**Quoted passage:**
┌──

Matthew Parris Matthew Parris

Coffee House Top 10: The fact no one likes to admit: many gay men could just have easily been straight

We’re closing 2019 by republishing our ten most-read articles of the year. Here’s No. 4: Matthew Parris on sexuality and gender:

Long-suffering Spectator readers deserve a seasonal break from yet another Remoaner diatribe from me. My last on this page, making the outrageous suggestion that the populace may sometimes be wrong, is now being brandished by online Leaver-readers of my Times column as proof that I am in fact a fascist; so there isn’t anywhere much to go from there.

Instead, I turn to sex. There is little time left for me to write about sex as the thoughts of a septuagenarian on this subject (I turn 70 this year) may soon meet only a shudder. But I have a theory which I have the audacity to think important.

What follows is not written here for the first time, and much of it is neither original nor new; but on very few subjects have I ever been more sure I’m right, or more sure that future generations will see so, and wonder that it stared us in the face yet was not acknowledged. My firm belief is that in trying to categorise sex, sexuality and — yes — even gender, the late 19th, 20th and early 21st centuries have taken the medical and social sciences down a massive blind alley. No such categories exist. And it has been particularly sad in 2018 to see the ‘trans’ movement, with its hopes of modernising and liberalising public attitudes, walking straight into the same trap.

Sticking names on things and badges on people, and spouting corrosive nonsense about ‘crossing’ from one sex or sexuality or ‘gender’ to another can only warp self-knowledge and our knowledge of each other.

When I was young, I was told the whole world was divided into heterosexual men and heterosexual women, bar a small number of unfortunate ‘homosexuals’ of both genders and possibly an even smaller number in a third category, ‘bisexuals’, who ‘swung both ways’; plus, finally, a tiny band of wretched creatures who were physically not quite one thing or the other.

└──

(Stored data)
┌──

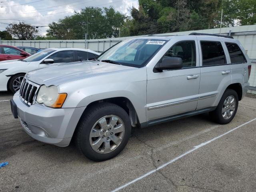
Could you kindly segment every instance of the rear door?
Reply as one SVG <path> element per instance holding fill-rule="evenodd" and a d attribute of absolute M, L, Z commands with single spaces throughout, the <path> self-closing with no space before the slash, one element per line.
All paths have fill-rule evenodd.
<path fill-rule="evenodd" d="M 2 47 L 6 60 L 23 59 L 25 57 L 20 55 L 20 51 L 10 47 Z"/>
<path fill-rule="evenodd" d="M 200 109 L 218 105 L 217 98 L 222 96 L 231 84 L 231 65 L 221 38 L 200 36 L 197 38 L 201 79 L 197 109 Z"/>

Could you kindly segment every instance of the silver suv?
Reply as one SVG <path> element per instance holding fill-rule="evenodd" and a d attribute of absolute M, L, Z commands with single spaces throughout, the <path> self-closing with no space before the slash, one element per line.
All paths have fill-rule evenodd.
<path fill-rule="evenodd" d="M 132 127 L 208 112 L 228 123 L 247 91 L 249 58 L 231 37 L 191 35 L 131 38 L 94 60 L 30 71 L 14 116 L 34 139 L 66 146 L 74 138 L 94 161 L 120 153 Z"/>

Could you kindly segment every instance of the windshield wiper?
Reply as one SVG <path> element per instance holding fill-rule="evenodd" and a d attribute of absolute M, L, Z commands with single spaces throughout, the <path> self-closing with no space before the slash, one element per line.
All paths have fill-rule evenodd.
<path fill-rule="evenodd" d="M 24 62 L 27 62 L 27 61 L 25 61 L 25 60 L 23 60 L 23 59 L 19 59 L 18 60 L 18 61 L 24 61 Z"/>
<path fill-rule="evenodd" d="M 120 65 L 119 63 L 116 61 L 112 61 L 112 60 L 102 60 L 102 62 L 106 62 L 106 63 L 112 63 L 113 64 L 116 64 L 117 65 Z"/>
<path fill-rule="evenodd" d="M 92 60 L 93 61 L 100 61 L 100 60 L 99 60 L 98 59 L 96 59 L 96 58 L 94 58 L 94 59 L 89 59 L 89 60 Z"/>

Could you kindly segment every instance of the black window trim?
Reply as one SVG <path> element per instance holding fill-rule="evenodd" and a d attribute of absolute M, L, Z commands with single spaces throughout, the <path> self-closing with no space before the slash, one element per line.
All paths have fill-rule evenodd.
<path fill-rule="evenodd" d="M 245 63 L 248 63 L 248 62 L 247 61 L 247 60 L 246 59 L 246 58 L 245 57 L 245 56 L 244 56 L 244 52 L 242 51 L 242 49 L 241 49 L 241 48 L 240 47 L 240 46 L 239 46 L 238 45 L 238 44 L 237 44 L 237 43 L 235 43 L 234 42 L 228 42 L 228 41 L 225 41 L 224 42 L 225 43 L 225 45 L 226 46 L 226 47 L 227 48 L 227 50 L 228 50 L 228 56 L 229 57 L 229 58 L 230 59 L 230 64 L 231 65 L 235 65 L 235 64 L 245 64 Z M 241 52 L 243 56 L 244 57 L 244 59 L 246 61 L 246 62 L 244 62 L 244 63 L 232 63 L 232 62 L 231 62 L 231 58 L 230 58 L 230 55 L 229 54 L 229 52 L 228 51 L 228 47 L 227 46 L 227 44 L 226 44 L 227 43 L 230 43 L 231 44 L 235 44 L 235 45 L 236 45 L 238 47 L 238 48 L 240 49 L 240 50 L 241 51 Z"/>
<path fill-rule="evenodd" d="M 200 67 L 214 67 L 214 66 L 221 66 L 222 65 L 230 65 L 231 64 L 230 63 L 225 63 L 224 64 L 218 64 L 218 65 L 206 65 L 206 66 L 203 66 L 203 51 L 202 50 L 202 44 L 201 44 L 201 42 L 202 41 L 204 41 L 204 42 L 219 42 L 220 43 L 220 44 L 221 44 L 221 46 L 222 47 L 222 49 L 223 49 L 223 51 L 224 52 L 224 55 L 225 56 L 225 61 L 226 62 L 226 63 L 227 63 L 227 57 L 226 56 L 226 53 L 225 52 L 225 50 L 224 50 L 224 48 L 223 47 L 223 46 L 222 46 L 222 44 L 221 43 L 222 42 L 221 41 L 211 41 L 211 40 L 200 40 L 200 47 L 201 48 L 201 57 L 202 57 L 202 66 L 200 66 Z M 228 55 L 228 56 L 229 56 L 229 54 Z"/>
<path fill-rule="evenodd" d="M 156 65 L 154 67 L 154 68 L 153 68 L 153 72 L 154 73 L 158 73 L 159 72 L 158 71 L 156 70 L 155 69 L 155 67 L 156 66 L 157 64 L 160 62 L 160 61 L 162 60 L 163 59 L 163 58 L 164 58 L 164 56 L 165 55 L 165 54 L 167 53 L 167 52 L 168 52 L 169 51 L 169 50 L 170 50 L 170 49 L 171 49 L 174 46 L 175 46 L 175 45 L 176 45 L 176 44 L 178 44 L 178 43 L 180 43 L 181 42 L 190 42 L 190 41 L 193 41 L 195 42 L 195 48 L 196 48 L 196 60 L 195 61 L 196 62 L 196 66 L 194 66 L 194 67 L 185 67 L 185 68 L 182 68 L 181 69 L 172 69 L 170 70 L 165 70 L 165 71 L 174 71 L 174 70 L 182 70 L 183 69 L 192 69 L 193 68 L 198 68 L 200 67 L 200 66 L 196 66 L 196 56 L 197 56 L 197 52 L 196 51 L 197 51 L 198 50 L 197 50 L 196 49 L 196 40 L 182 40 L 181 41 L 178 41 L 177 42 L 176 42 L 175 43 L 174 43 L 173 45 L 172 45 L 172 46 L 169 49 L 168 49 L 168 50 L 167 50 L 167 51 L 166 51 L 165 53 L 164 53 L 164 55 L 163 55 L 163 56 L 158 61 L 158 62 L 157 62 L 157 63 L 156 63 Z"/>
<path fill-rule="evenodd" d="M 44 60 L 45 59 L 48 59 L 49 58 L 49 57 L 50 57 L 51 56 L 52 56 L 52 55 L 53 55 L 54 54 L 55 54 L 57 53 L 58 53 L 59 52 L 60 52 L 62 51 L 73 51 L 73 61 L 71 61 L 70 62 L 68 62 L 68 63 L 71 63 L 72 62 L 75 62 L 76 61 L 75 60 L 75 50 L 60 50 L 59 51 L 57 51 L 56 52 L 54 52 L 53 53 L 52 53 L 52 54 L 51 54 L 50 55 L 48 56 L 48 57 L 47 57 L 46 58 L 45 58 L 45 59 L 44 59 L 41 63 L 40 63 L 40 64 L 44 64 Z M 54 64 L 54 63 L 53 64 Z"/>

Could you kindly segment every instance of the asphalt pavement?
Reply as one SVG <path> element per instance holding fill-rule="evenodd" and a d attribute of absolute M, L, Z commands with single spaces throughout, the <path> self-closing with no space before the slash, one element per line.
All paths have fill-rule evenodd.
<path fill-rule="evenodd" d="M 123 151 L 91 161 L 74 145 L 28 136 L 0 93 L 0 192 L 256 191 L 256 98 L 245 97 L 229 124 L 207 114 L 134 128 Z"/>

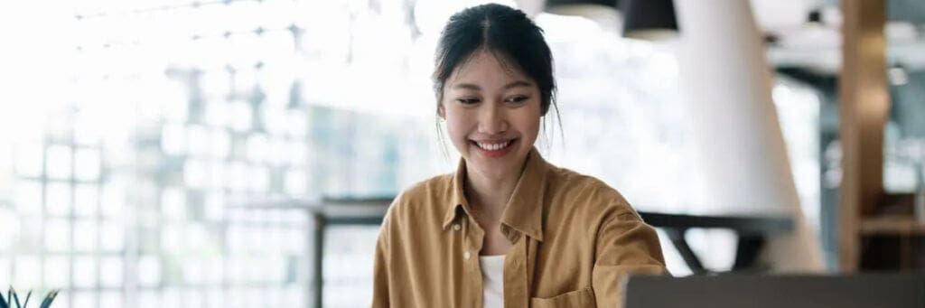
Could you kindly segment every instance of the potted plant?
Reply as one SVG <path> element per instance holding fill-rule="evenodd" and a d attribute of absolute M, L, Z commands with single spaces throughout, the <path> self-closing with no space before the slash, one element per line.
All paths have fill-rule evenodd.
<path fill-rule="evenodd" d="M 55 297 L 57 296 L 57 290 L 53 290 L 45 295 L 45 298 L 42 300 L 42 303 L 39 308 L 48 308 L 52 305 L 52 302 L 55 301 Z M 29 307 L 29 299 L 32 297 L 32 291 L 26 293 L 26 298 L 22 302 L 19 302 L 19 295 L 16 293 L 13 287 L 9 287 L 9 290 L 6 291 L 6 297 L 3 296 L 3 292 L 0 292 L 0 308 L 27 308 Z M 14 305 L 15 304 L 15 305 Z"/>

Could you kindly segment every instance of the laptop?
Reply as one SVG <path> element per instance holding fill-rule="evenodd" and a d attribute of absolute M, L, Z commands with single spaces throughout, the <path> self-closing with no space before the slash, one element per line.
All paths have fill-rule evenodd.
<path fill-rule="evenodd" d="M 923 308 L 925 274 L 636 276 L 624 308 Z"/>

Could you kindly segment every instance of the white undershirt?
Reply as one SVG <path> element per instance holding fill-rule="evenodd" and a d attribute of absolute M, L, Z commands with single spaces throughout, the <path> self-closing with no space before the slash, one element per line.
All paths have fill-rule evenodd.
<path fill-rule="evenodd" d="M 480 255 L 482 267 L 482 307 L 504 307 L 504 254 Z"/>

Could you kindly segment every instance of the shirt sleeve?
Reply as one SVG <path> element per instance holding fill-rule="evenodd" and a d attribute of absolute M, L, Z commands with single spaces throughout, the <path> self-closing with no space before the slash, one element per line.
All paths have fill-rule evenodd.
<path fill-rule="evenodd" d="M 379 238 L 376 241 L 376 256 L 373 265 L 373 308 L 389 307 L 389 277 L 388 255 L 391 240 L 391 214 L 395 202 L 388 206 L 382 227 L 379 228 Z"/>
<path fill-rule="evenodd" d="M 659 236 L 627 208 L 610 216 L 598 231 L 592 289 L 598 307 L 622 307 L 623 279 L 632 274 L 666 274 Z"/>

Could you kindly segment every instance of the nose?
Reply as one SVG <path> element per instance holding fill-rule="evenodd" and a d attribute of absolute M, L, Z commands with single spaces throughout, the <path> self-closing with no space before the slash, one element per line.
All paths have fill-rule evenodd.
<path fill-rule="evenodd" d="M 497 104 L 486 104 L 479 111 L 479 132 L 494 135 L 508 129 L 508 121 L 504 111 Z"/>

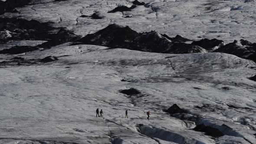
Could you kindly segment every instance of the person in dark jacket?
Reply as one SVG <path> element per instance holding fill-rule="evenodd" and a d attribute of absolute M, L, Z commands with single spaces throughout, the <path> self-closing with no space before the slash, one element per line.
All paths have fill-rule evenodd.
<path fill-rule="evenodd" d="M 150 115 L 150 111 L 147 111 L 147 115 L 148 115 L 148 119 L 149 119 L 148 118 L 149 118 L 149 115 Z"/>
<path fill-rule="evenodd" d="M 102 114 L 103 114 L 103 112 L 102 111 L 102 109 L 101 109 L 100 111 L 99 112 L 99 113 L 100 114 L 100 115 L 99 117 L 102 118 Z"/>
<path fill-rule="evenodd" d="M 98 114 L 98 108 L 96 110 L 96 117 L 97 117 L 97 116 L 99 117 L 99 115 Z"/>
<path fill-rule="evenodd" d="M 128 115 L 128 115 L 128 111 L 126 110 L 126 111 L 125 111 L 125 118 L 128 118 Z"/>

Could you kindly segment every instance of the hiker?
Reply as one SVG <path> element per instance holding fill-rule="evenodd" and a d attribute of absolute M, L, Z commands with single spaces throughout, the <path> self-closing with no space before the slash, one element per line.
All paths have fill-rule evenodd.
<path fill-rule="evenodd" d="M 102 114 L 103 114 L 103 112 L 102 111 L 102 109 L 101 109 L 100 111 L 99 112 L 99 113 L 100 114 L 100 116 L 99 116 L 100 117 L 102 117 Z"/>
<path fill-rule="evenodd" d="M 98 108 L 96 110 L 96 117 L 97 117 L 97 116 L 99 117 L 99 115 L 98 114 Z"/>
<path fill-rule="evenodd" d="M 147 111 L 147 115 L 148 115 L 148 119 L 149 119 L 149 115 L 150 115 L 150 111 Z"/>
<path fill-rule="evenodd" d="M 128 118 L 128 115 L 127 115 L 128 114 L 128 111 L 127 111 L 127 110 L 126 110 L 126 111 L 125 111 L 125 118 Z"/>

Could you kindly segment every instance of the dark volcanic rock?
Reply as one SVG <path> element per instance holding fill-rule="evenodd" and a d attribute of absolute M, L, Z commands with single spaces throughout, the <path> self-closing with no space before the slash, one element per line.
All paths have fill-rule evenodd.
<path fill-rule="evenodd" d="M 76 41 L 79 43 L 126 48 L 139 34 L 129 27 L 113 24 L 95 33 L 88 34 Z"/>
<path fill-rule="evenodd" d="M 10 49 L 0 51 L 0 54 L 17 54 L 38 50 L 37 47 L 30 46 L 14 46 Z"/>
<path fill-rule="evenodd" d="M 91 16 L 92 19 L 102 19 L 102 17 L 100 16 L 98 13 L 94 13 Z"/>
<path fill-rule="evenodd" d="M 57 2 L 57 1 L 67 1 L 68 0 L 55 0 L 53 1 L 54 2 Z"/>
<path fill-rule="evenodd" d="M 204 39 L 199 41 L 194 41 L 191 44 L 201 46 L 207 50 L 213 50 L 212 49 L 215 46 L 223 46 L 223 43 L 224 42 L 223 41 L 216 39 Z"/>
<path fill-rule="evenodd" d="M 141 93 L 141 92 L 138 89 L 134 88 L 130 88 L 128 89 L 120 90 L 119 92 L 128 95 L 137 95 Z"/>
<path fill-rule="evenodd" d="M 30 2 L 31 0 L 0 0 L 0 15 L 6 12 L 13 12 L 16 7 L 22 7 Z"/>
<path fill-rule="evenodd" d="M 197 131 L 204 132 L 205 134 L 213 137 L 220 137 L 224 135 L 223 133 L 218 129 L 212 128 L 204 124 L 199 124 L 193 128 L 193 130 Z"/>
<path fill-rule="evenodd" d="M 0 18 L 0 39 L 5 41 L 47 40 L 52 38 L 54 29 L 49 23 L 12 18 Z"/>
<path fill-rule="evenodd" d="M 125 17 L 124 17 L 125 18 L 129 18 L 129 17 L 132 17 L 132 16 L 126 16 Z"/>
<path fill-rule="evenodd" d="M 199 46 L 172 42 L 155 31 L 139 33 L 128 26 L 122 27 L 115 24 L 88 34 L 72 45 L 79 44 L 165 53 L 207 52 Z"/>
<path fill-rule="evenodd" d="M 3 39 L 0 39 L 0 44 L 3 44 L 6 43 L 7 43 L 7 40 Z"/>
<path fill-rule="evenodd" d="M 249 44 L 243 40 L 241 42 L 244 44 Z M 251 46 L 243 46 L 241 43 L 234 40 L 233 42 L 221 46 L 214 52 L 230 54 L 241 58 L 251 59 L 254 61 L 256 60 L 255 56 L 256 56 L 256 45 L 254 43 L 252 44 Z"/>
<path fill-rule="evenodd" d="M 174 42 L 185 42 L 187 41 L 192 41 L 192 40 L 191 39 L 184 38 L 179 35 L 177 35 L 176 36 L 173 38 L 170 37 L 165 34 L 161 34 L 161 35 L 162 35 L 163 36 L 164 36 L 166 38 Z"/>
<path fill-rule="evenodd" d="M 230 88 L 229 87 L 222 87 L 221 88 L 225 90 L 230 90 Z"/>
<path fill-rule="evenodd" d="M 176 113 L 186 113 L 187 111 L 184 109 L 181 108 L 177 104 L 173 105 L 171 107 L 170 107 L 165 112 L 172 115 Z"/>
<path fill-rule="evenodd" d="M 144 2 L 140 2 L 138 0 L 135 0 L 135 1 L 132 2 L 132 3 L 135 5 L 138 5 L 138 6 L 144 6 L 145 5 L 145 3 Z"/>
<path fill-rule="evenodd" d="M 92 19 L 102 19 L 103 17 L 100 16 L 99 13 L 98 12 L 95 12 L 91 16 L 88 16 L 82 15 L 80 16 L 81 17 L 91 17 Z"/>
<path fill-rule="evenodd" d="M 240 39 L 240 43 L 241 43 L 241 44 L 243 45 L 243 46 L 252 46 L 252 43 L 247 41 L 246 40 L 244 40 L 243 39 Z"/>
<path fill-rule="evenodd" d="M 115 8 L 114 10 L 109 11 L 108 13 L 115 13 L 116 12 L 124 12 L 126 11 L 131 11 L 131 10 L 135 8 L 136 6 L 135 5 L 132 5 L 130 7 L 128 7 L 126 6 L 120 6 Z"/>
<path fill-rule="evenodd" d="M 25 60 L 25 59 L 23 58 L 22 58 L 20 57 L 15 57 L 12 59 L 17 59 L 17 60 L 21 60 L 21 61 L 23 61 Z"/>
<path fill-rule="evenodd" d="M 255 47 L 256 48 L 256 47 Z M 247 59 L 256 62 L 256 52 L 249 56 Z"/>
<path fill-rule="evenodd" d="M 249 79 L 250 80 L 256 82 L 256 75 L 253 76 Z"/>
<path fill-rule="evenodd" d="M 40 60 L 40 62 L 50 62 L 58 60 L 58 58 L 55 56 L 48 56 Z"/>
<path fill-rule="evenodd" d="M 81 38 L 67 29 L 62 28 L 53 36 L 52 40 L 37 46 L 39 47 L 47 47 L 57 46 L 62 43 L 73 42 Z"/>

└──

**Task description:** Edit the piece on sexuality and gender, starting at "We’re closing 2019" and ending at "to think important.", so that "septuagenarian" is replaced with "seventy-year-old".

**Response to the task:**
We’re closing 2019 by republishing our ten most-read articles of the year. Here’s No. 4: Matthew Parris on sexuality and gender:

Long-suffering Spectator readers deserve a seasonal break from yet another Remoaner diatribe from me. My last on this page, making the outrageous suggestion that the populace may sometimes be wrong, is now being brandished by online Leaver-readers of my Times column as proof that I am in fact a fascist; so there isn’t anywhere much to go from there.

Instead, I turn to sex. There is little time left for me to write about sex as the thoughts of a seventy-year-old on this subject (I turn 70 this year) may soon meet only a shudder. But I have a theory which I have the audacity to think important.